■ KURZE ÜBUNG A
Schreiben Sie aus dem Text über den Belgrader Busbahnhof alles von "Das Bahnhofsgebäude soll" bis hinunter zu "abgerissen werden dürfen." wortwörtlich ab.
■ KURZE ÜBUNG B
Nennen Sie anhand des Textes über den Belgrader Busbahnhof das Viertel, in dem der neue Busbahnhof entstehen soll.

■ TEXTBLOCK
····················
Der neue Busbahnhof soll in Novi Beograd entstehen, im Viertel Blok 42. Dort soll auch der Bahnhof Novi Beograd integriert werden.

Nur, auch diese Lage ist nicht wirklich zentral. Das Projekt liegt beim Sava Center.

Voraussichtlich wird auch der neue Busbahnhof nicht fertig sein, wenn der alte der Belgrade Waterfront Platz machen soll.

Die ersten Pläne wurden vor zweieinhalb Jahren vorgestellt. Die ersten Abrissarbeiten haben schon im August begonnen.

Bis der neue Busbahnhof eröffnet wird, werden sich Passagiere mit einigen Containern im Savski Amfiteatar begnügen müssen.

Keine Stellungnahme von der Belgrade Waterfront

Balkan Stories hat für diese Reportage auch die Belgrade Waterfront um eine Stellungnahme zu den Vorgängen rund um den Bahnhof gebeten. Die Firma hat die Fragen bis dato nicht beantwortet.

In der Vergangenheit haben die Verantwortlichen gegenüber Medien stets jegliche Verwicklung in Korruption und andere aufklärungsbedürftige Vorgänge in Abrede gestellt.

Das Projekt sei eine große Weiterentwicklung für die serbische Hauptstadt und werde Wohnraum für tausende Menschen schaffen.

Sofern die es sich leisten können.

Das Bahnhofsgebäude soll bleiben

Vielleicht ist es für die Betroffenen ein schwacher Trost, dass wenigstens das Gebäude des alten Bahnhofs zu der Handvoll Gebäude im Baugebiet der Belgrade Waterfront zählt, die nicht abgerissen werden dürfen.

Der Bahnhof steht unter Denkmalschutz.

Er soll ein Museum beheimaten. Welches, ist in den vergangenen vier Jahren nicht entschieden worden. Aktuell ist ein Museum für mittelalterliche Geschichte in Serbien hoch im Kurs. Aber das kann sich auch wieder ändern.

Wobei Voraussetzung für ein Museum ist, dass nicht wieder nächstens maskierte Hobbyhausabreißer auftauchen.
····················
■ DATENZEILEN
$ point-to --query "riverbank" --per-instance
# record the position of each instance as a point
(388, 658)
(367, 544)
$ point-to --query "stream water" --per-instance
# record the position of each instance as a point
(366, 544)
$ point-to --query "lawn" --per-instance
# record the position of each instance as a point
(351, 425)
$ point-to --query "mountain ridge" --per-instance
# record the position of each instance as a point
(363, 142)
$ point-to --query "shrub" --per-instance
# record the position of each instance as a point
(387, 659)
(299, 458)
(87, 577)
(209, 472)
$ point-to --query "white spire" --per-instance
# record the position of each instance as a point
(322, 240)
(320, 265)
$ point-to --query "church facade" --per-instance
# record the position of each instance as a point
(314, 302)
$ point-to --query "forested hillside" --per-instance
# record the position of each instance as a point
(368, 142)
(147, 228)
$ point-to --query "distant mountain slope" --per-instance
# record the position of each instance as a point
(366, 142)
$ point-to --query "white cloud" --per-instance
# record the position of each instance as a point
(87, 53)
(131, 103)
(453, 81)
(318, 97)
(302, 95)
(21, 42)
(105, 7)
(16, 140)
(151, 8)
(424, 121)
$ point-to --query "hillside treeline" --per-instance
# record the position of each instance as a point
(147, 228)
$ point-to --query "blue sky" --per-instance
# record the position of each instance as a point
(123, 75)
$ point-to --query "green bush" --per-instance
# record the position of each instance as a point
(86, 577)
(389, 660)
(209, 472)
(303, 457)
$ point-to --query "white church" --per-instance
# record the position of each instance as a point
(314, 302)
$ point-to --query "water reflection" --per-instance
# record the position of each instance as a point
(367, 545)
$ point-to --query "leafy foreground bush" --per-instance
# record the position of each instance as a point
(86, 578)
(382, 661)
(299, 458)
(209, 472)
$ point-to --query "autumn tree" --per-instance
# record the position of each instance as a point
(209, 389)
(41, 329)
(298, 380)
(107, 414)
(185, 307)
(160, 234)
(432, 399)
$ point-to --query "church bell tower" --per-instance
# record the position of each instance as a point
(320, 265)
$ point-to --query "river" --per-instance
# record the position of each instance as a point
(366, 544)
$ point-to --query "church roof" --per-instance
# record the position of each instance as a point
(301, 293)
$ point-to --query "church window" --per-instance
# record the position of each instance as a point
····················
■ ERGEBNIS A
Das Bahnhofsgebäude soll bleiben

Vielleicht ist es für die Betroffenen ein schwacher Trost, dass wenigstens das Gebäude des alten Bahnhofs zu der Handvoll Gebäude im Baugebiet der Belgrade Waterfront zählt, die nicht abgerissen werden dürfen.

■ ERGEBNIS B
Im Viertel Blok 42 in Novi Beograd.